Goal 1: Extract every line of the records that contains the string "wall", treating uppercase and lowercase as distinct.

Source excerpt:
──────────────────────────────

The thing is, this man is almost perfect in all other ways. He treats me so well. And I know he'll make a great father. If I did want kids, he'd be the one I'd choose to be their dad. He's gentle, loving, and fun, and he's also firm and consistent and fair. We share most of the same parenting values.

Our daily life together is fantastic. We cook together, read together, play with our dogs, and make art projects together. We laugh and smile a lot. All my friends and family adore him. I feel lucky to have met someone who is so sweet to me, and is so loyal and treats me well.

We have some other problems. One is that our families are from *very* different religions and cultural backgrounds. We don't see them a lot so it doesn't come up a lot in our lives, but when family visits or holidays come around, I get very depressed and anxious because all the differences are highlighted. I cringe when I think of his family around our kids, and it's part of the reason I'm worried about having kids. 

Another problem is we don't have a very active sex life. He would like to do more. But I love him like he's my best friend. I've never been turned on by him, even in the beginning, and 3 years later, it's the same thing. He's tried all kinds of different approaches. I just can't get turned on by him. I fantasize about other people. I've had a few two-year relationships before this, and I never had this problem with other people before. I don't know if I'm ready to give up enjoying sex at the age of 29... there's still a lot of years to go.

Also, there is the issue of our friends. He loves all my friends but I don't love his. He's still very good friends with his ex wife and her boyfriend, and I can't stand them. They always end up at our parties and everyone else in the room avoids them because they're so loud and say inappropriate things. But my boyfriend thinks everyone in the world is a special snowflake and I need to just stop being negative. 

I've gone and listed a lot of problems. But with the exception of those things, our relationship is perfect. There is a lot of love and trust there. He treats me so well and goes out of his way to do nice things for me. We love surprising each other with little presents. We snuggle on the couch with our dogs and read books to each other. I know that we can talk about any subject and disagree on anything without getting irrational or angry. It's a really nice life together.

──────────────────────────────

Data items
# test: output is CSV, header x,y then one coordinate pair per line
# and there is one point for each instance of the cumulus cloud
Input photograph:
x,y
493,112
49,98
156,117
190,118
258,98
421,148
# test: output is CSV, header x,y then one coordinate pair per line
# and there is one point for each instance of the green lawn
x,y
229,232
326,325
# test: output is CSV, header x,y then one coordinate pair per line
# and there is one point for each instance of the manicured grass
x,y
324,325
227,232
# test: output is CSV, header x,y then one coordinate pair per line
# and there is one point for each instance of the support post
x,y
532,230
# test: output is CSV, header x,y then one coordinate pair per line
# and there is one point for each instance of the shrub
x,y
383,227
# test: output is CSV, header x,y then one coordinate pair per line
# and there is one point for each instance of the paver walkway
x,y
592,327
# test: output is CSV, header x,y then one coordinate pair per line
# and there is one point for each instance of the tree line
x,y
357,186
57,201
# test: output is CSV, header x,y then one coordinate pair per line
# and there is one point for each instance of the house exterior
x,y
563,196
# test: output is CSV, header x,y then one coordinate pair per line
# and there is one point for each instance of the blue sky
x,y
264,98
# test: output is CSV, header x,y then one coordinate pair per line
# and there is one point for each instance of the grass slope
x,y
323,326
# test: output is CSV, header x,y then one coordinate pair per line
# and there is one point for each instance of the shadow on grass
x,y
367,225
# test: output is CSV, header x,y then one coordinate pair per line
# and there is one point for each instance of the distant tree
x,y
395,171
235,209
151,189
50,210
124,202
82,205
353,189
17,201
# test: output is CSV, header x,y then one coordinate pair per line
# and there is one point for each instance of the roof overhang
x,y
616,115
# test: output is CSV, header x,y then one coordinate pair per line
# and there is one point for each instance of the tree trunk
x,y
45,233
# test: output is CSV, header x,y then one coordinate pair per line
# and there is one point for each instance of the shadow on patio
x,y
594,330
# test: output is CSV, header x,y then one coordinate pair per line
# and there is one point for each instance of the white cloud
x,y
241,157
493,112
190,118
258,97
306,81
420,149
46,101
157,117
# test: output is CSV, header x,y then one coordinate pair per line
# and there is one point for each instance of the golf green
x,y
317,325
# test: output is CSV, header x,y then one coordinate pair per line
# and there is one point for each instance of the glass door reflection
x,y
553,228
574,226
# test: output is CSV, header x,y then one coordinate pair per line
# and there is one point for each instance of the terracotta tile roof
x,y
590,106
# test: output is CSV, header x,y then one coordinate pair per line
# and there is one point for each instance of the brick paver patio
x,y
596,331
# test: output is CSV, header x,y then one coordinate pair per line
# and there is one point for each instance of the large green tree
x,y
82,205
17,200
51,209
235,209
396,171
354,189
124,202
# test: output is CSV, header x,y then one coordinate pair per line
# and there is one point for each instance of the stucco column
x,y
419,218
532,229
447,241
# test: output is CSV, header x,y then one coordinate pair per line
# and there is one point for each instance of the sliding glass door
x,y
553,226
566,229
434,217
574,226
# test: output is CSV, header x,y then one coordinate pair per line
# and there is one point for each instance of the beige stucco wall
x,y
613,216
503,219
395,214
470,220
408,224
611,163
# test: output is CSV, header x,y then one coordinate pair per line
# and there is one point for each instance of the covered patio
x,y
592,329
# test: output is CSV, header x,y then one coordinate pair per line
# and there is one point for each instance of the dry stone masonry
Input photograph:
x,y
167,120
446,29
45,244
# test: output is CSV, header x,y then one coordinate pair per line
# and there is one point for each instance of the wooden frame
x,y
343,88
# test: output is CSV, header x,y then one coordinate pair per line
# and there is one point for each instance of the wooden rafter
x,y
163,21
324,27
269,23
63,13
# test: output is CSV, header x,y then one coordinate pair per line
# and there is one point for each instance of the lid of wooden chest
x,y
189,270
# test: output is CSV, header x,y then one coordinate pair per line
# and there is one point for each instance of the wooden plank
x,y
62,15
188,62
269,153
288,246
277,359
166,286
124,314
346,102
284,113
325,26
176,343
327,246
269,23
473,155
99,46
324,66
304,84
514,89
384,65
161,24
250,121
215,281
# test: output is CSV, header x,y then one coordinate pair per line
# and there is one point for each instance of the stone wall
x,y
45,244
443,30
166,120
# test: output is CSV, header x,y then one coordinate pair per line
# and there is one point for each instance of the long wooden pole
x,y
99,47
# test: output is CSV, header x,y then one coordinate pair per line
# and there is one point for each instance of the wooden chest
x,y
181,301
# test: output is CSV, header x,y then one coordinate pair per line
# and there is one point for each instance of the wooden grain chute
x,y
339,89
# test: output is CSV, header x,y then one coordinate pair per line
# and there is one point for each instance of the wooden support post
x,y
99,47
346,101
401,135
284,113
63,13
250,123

──────────────────────────────

Goal 2: Carry on the relationship post, starting right after its final sentence.

Expected output 1:
# and there is one point for each instance of the beige stucco wall
# and there is one point for each instance of the stone wall

Expected output 2:
But here's the thing. I know he wants to propose to me. We've talked about marriage. I'm almost sure he's bought a ring already. And I am freaking out. I actually started picking fights with him right before I thought he was going to propose, just so he wouldn't do it and it would give me more time. I don't know why I'm so scared of committing to him. On paper, everything is great. I don't think I could ever find a guy more compatible with me than him. 

As a result of the fights I was starting, we decided to go on a break from each other. Pretty much the next day, I ended up in bed with a friend I've known for years, who I've always had a mutual crush on. In fact, I had started dreaming about him a lot in the few weeks leading up to this, and I wonder if it wasn't in the back of my mind when I started fighting with my boyfriend in the first place. 

Now I am in the middle between the two men. It doesn't help that my friend is amazing in bed, where I've been missing that kind of action for 3 years now. So it is pretty hard to give that up. My boyfriend gave me an ultimatum to choose between them, and I went back with my boyfriend, but I couldn't stop thinking about the other guy, and my boyfriend sent me out of the house rather than have me around if I was just going to be moping and lovesick over the other man. He said to stay away until I've figured out what I want. All of the things that give me pause about my boyfriend (his age, family, religion, ex-wife, wanting kids) are not factors with my other friend. In fact, my friend and I are *really* compatible in a lot of ways my boyfriend and I aren't. I feel like I am seriously falling in love with him, and I know if that happens, it will be the end of any chance to make things up with my boyfriend before it's too late.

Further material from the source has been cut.